**Work request:**
Without the pictures, copy the entries below word for word.

------------------------------------------------------------------------

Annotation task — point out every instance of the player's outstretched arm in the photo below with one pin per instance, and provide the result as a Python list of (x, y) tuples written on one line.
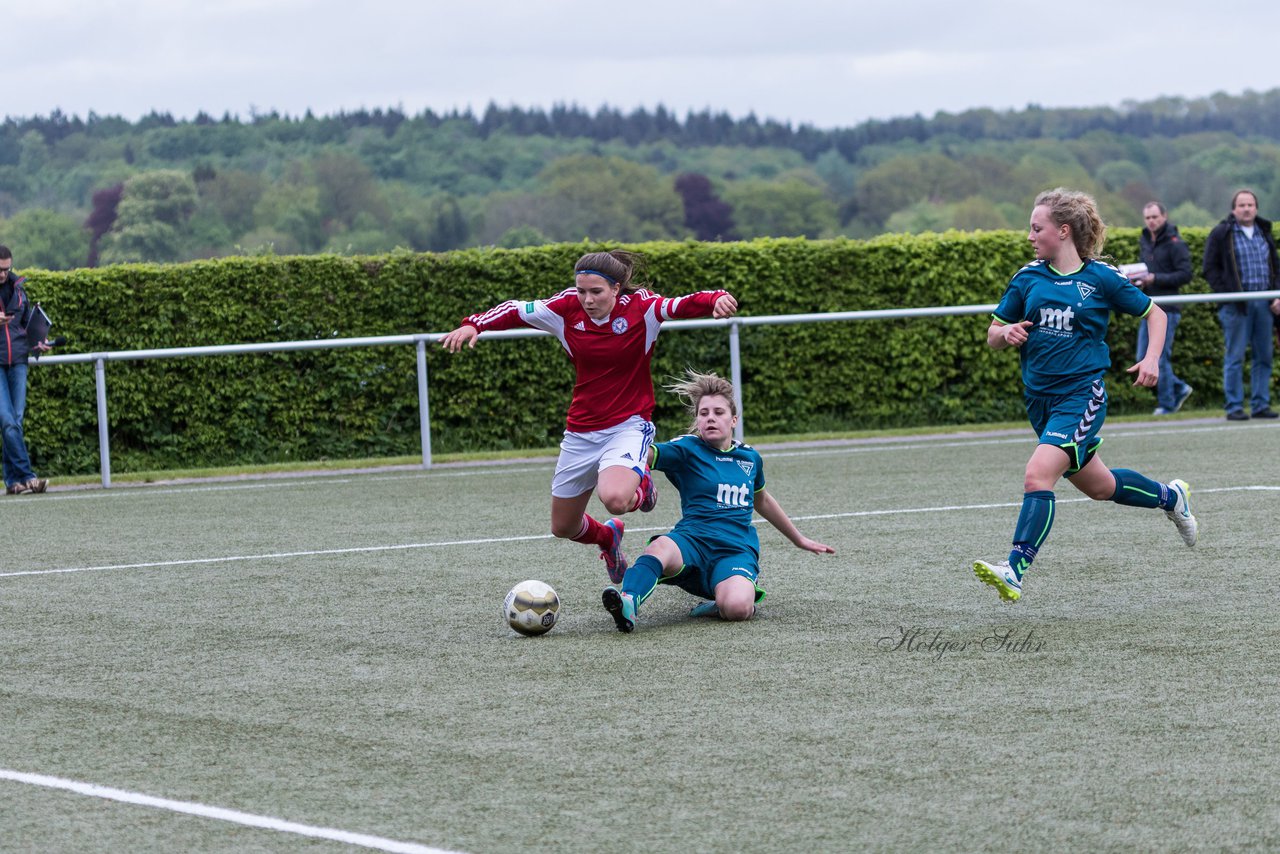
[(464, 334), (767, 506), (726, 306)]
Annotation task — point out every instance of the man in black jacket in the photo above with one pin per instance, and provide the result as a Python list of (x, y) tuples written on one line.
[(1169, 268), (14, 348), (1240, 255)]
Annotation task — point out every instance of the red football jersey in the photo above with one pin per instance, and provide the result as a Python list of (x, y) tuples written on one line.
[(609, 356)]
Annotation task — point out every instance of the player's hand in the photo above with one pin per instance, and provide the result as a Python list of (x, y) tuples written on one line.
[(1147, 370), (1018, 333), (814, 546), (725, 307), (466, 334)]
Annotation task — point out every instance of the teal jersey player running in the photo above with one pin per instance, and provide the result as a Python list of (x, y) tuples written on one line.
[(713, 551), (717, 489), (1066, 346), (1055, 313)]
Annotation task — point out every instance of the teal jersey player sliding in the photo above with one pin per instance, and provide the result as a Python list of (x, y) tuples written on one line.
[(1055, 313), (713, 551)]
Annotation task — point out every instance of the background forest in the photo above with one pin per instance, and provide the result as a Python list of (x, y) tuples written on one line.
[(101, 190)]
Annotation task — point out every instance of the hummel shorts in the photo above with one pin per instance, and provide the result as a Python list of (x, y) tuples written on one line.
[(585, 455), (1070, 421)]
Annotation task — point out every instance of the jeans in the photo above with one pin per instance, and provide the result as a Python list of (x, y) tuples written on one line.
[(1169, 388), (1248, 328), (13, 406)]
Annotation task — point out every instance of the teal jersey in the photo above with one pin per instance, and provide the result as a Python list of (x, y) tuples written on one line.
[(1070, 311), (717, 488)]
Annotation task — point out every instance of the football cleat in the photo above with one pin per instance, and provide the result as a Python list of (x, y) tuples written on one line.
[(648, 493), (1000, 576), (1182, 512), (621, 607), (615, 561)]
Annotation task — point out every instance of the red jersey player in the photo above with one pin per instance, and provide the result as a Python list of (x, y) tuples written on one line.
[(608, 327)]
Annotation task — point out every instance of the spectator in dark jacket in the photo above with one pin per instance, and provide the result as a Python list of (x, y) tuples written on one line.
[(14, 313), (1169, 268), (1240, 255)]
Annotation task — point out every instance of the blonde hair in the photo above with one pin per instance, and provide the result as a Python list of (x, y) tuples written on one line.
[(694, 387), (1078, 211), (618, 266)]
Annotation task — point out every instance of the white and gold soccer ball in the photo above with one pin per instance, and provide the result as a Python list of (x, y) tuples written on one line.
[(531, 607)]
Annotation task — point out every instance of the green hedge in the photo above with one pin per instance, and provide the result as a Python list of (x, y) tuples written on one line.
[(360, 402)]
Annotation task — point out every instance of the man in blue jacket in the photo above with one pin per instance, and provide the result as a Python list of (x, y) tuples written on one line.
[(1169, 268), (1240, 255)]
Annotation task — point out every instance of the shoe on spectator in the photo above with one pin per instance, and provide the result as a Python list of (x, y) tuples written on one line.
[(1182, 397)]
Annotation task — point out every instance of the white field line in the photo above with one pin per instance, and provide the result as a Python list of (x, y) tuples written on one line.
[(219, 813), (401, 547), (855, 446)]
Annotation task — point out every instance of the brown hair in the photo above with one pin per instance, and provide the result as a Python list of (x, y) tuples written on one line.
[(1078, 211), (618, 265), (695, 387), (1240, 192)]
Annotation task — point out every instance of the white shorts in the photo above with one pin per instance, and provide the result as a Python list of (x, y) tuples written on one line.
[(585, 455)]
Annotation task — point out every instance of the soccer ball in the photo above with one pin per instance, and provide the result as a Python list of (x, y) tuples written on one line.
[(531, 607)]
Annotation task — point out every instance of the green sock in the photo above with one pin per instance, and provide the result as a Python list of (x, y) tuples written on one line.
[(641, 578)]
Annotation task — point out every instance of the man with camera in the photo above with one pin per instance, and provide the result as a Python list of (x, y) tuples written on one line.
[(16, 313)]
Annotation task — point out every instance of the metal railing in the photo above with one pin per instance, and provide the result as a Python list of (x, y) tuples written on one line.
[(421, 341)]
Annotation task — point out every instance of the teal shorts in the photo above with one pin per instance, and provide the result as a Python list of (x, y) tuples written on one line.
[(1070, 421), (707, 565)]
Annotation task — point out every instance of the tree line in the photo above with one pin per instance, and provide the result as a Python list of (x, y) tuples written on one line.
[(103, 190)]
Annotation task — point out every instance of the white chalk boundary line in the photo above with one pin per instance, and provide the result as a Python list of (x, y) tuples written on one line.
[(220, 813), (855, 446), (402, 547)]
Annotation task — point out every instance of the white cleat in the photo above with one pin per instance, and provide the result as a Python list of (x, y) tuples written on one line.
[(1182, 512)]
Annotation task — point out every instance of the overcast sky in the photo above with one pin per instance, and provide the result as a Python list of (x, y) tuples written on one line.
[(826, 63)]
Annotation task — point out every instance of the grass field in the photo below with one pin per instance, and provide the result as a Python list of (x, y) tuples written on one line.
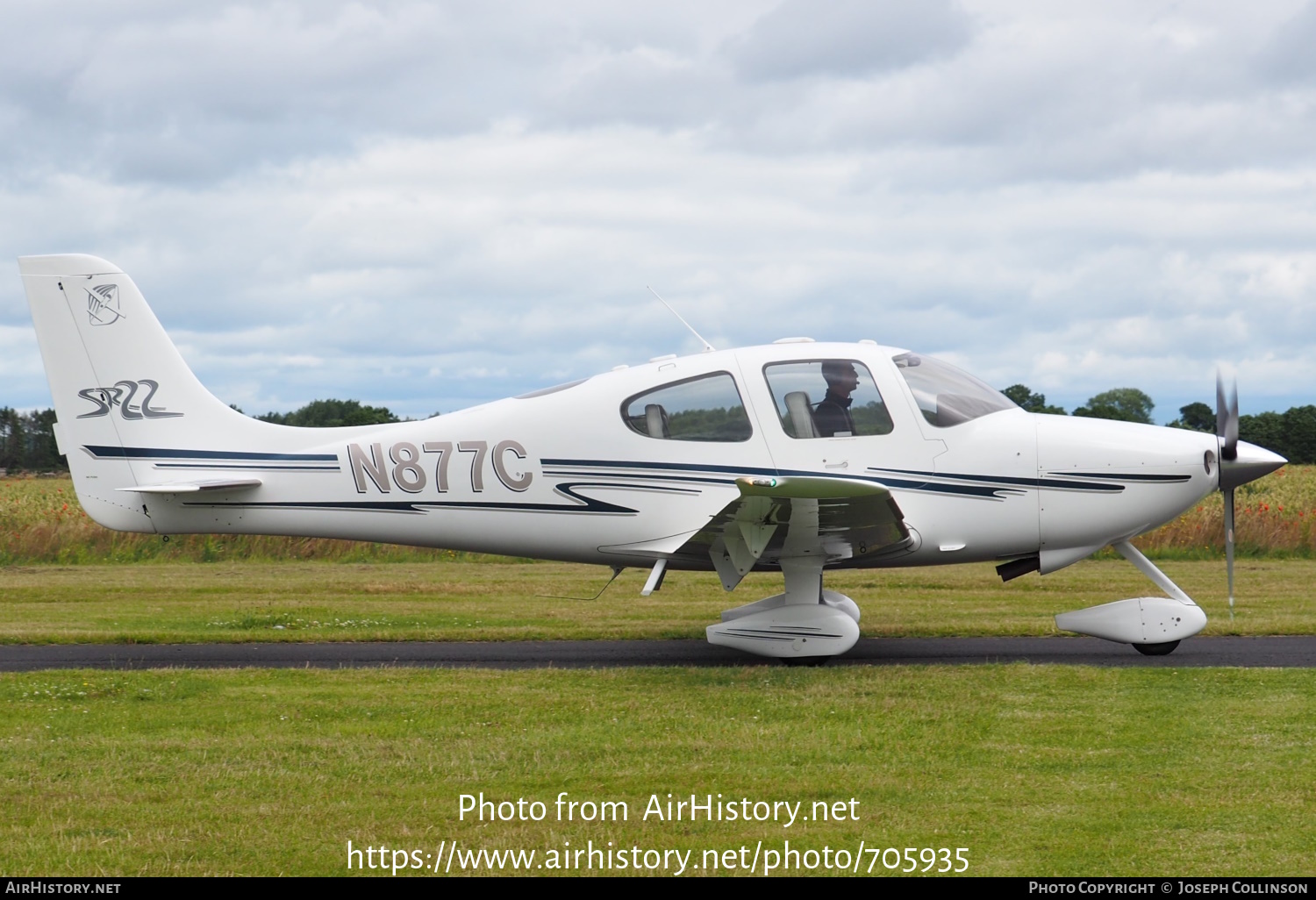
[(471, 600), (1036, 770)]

------------------------------------------------------------------------

**Reply:**
Annotation task — point out every instance of the player's outstretched arm in the photo below with one pin per instance, and provide the result as a Python list of (x, y) tuples written on one line.
[(464, 334), (767, 506), (726, 306)]
Annotation task — point out every instance of the man in black jacket in the photo above with one pin per instance, and provide the result as a Python list of (x, y) tuples written on one line.
[(1169, 268), (14, 348), (1240, 255)]
Annotation task — point out every instance of the red football jersey in the photo above with one pin per instance, and provide the result as a Python list of (x, y) tuples written on one line.
[(609, 356)]
Annotation task — point out every instance of the player's hand in the photo above with one pin per instance, and provide the result as a Python list of (x, y) tuples written on one line.
[(1147, 370), (1018, 333), (814, 546), (725, 307), (466, 334)]
Annotation task — point out every instance of the teal jersey player running in the photo above with one pin per instance, and provide the result as a Python list of (x, y) tuples written on one line.
[(713, 551), (717, 489), (1066, 346), (1055, 313)]
Annotation task — point out every instance of the teal jersey player sliding in the photo above with one pin per instance, and provide the result as a Python list of (x, y) tuples written on one line.
[(1055, 313), (713, 551)]
Annotation task — point out every instance of the background forest in the photo above with one pin per instance, and provide the result as a Python list of (x, y) tuples written on one line.
[(101, 190)]
Annotation task — point out every instance of the hummel shorts in the photo above with one pin per instance, and provide the result as a Python list of (x, y) tuples written on one line.
[(585, 455), (1070, 421)]
Annotation task — point out every instance of the jeans in the photo above with one pin per instance, and provide the result as a Python list of (x, y) tuples written on one line.
[(1169, 388), (1248, 328), (13, 406)]
Annotation task — point out every instance of the teal jersey in the photo above with one pin per instance, and provide the result as a Python list of (x, y) tuples written on one line.
[(1070, 311), (717, 488)]
Annotation task — point out every instance of the football cleat in the photo above with one pin per instance, and provide the result as a Python list of (x, y) tuples written on one line.
[(648, 493), (1000, 576), (1182, 512), (621, 607), (615, 561)]
Annotation task — point out every instance of the red jersey player in the photo above with one pin per instance, and provide the result as a Python list of (x, y) tuples written on one line.
[(608, 327)]
Annotation task — point out every instance of the spectator in dark jacket in the photo above with one pin per instance, and provide the result as a Python list of (x, y) tuples written on one line.
[(14, 313), (1169, 268), (1240, 255)]
Annotation task — point out every instance of the blonde hair in the photo above with one pin per instance, and provide the result as a Python list of (x, y) tuples written on one line.
[(694, 387), (1078, 211), (618, 266)]
Annotation task — point out every instance of the white and gold soccer ball in the photo above with one pin per instance, and provide the result as a Python list of (x, y) tuples written on one line.
[(531, 607)]
Annotation task — point out every instance of the green hedge in the photo above with one pin per instance, and provide the result as a Python list of (x, y) tuples written on one line.
[(360, 402)]
Annotation task — point out every instance of the man in blue jacket in the photo above with one pin per instance, and provide the result as a Python list of (x, y) tuples written on one line.
[(1169, 268), (1240, 255)]
Annotation task — point out every instance of the shoe on spectator in the photo above with one pin per instance, and provide the result as a Python list of (x, y) tuples written on one line.
[(1182, 397)]
Annotation task — point out every instance of the white field line in the photo above with one pin per instance, and provide the result as a Python list of (x, y) tuples written on one line.
[(219, 813), (401, 547), (855, 446)]
Annotation task — point out every instance of the brown hair in the photo above with one pin per instance, and provide the result as a Python list of (x, y) tuples written on one line.
[(1078, 211), (618, 265), (695, 387), (1240, 192)]
Annotation task — point out every instance of the white shorts in the photo above with one pin per instance, and provide the result as a Python list of (x, y) tuples written on one line.
[(585, 455)]
Annotation task — point out every instance of the soccer ball in the photo above with one pin per instance, and provide the result as a Python list of (x, y) tuples written on one line.
[(531, 607)]
Annotation task — point out every instance of the green sock in the photo above with one pin per instance, and provide the result as a Python list of (x, y) tuples written on one line.
[(641, 578)]
Annotation task — point out every instance of the man with camera in the photo above with one pin per instance, and provide the result as a Python list of (x, y) tuples written on one line.
[(16, 313)]
Annotation task — point out every instance of the metal railing in the photo above with one pin per instance, and provide the result as a Python list of (x, y) tuples written on one line.
[(421, 341)]
Annotation task — point out every instance of the teal shorts in the photo above with one pin per instance, and provide the result as a Python list of (x, y) tuples written on one line.
[(1070, 421), (707, 565)]
Annotation task — point out every instance of the tree line in the photo above with one pin per instance, and provide the result as a Python list of (x, y) tuples written on one line.
[(103, 190)]
Annotation task — point out every instance of the white chalk boundary line in the photo above with one pin per instance, and provide the result as a Python list of (x, y) tuples written on one line.
[(220, 813), (855, 446), (402, 547)]
Annotation task — point out every instance of the white cleat in the photo above with one pin per instance, and provide the result as a Python list of (x, y) tuples written on one line.
[(1182, 512)]
Annotation task — point out every instance of the overcast sky in the photo above with one pin per instance, and provide the result as a Python list of (x, y) tuples written on one line.
[(826, 63)]
Annotation task — point out every instance of the grass field in the photo below with one pin per instance, and provide the result as a Python list of (x, y) tuples written on one line.
[(471, 600), (1036, 770)]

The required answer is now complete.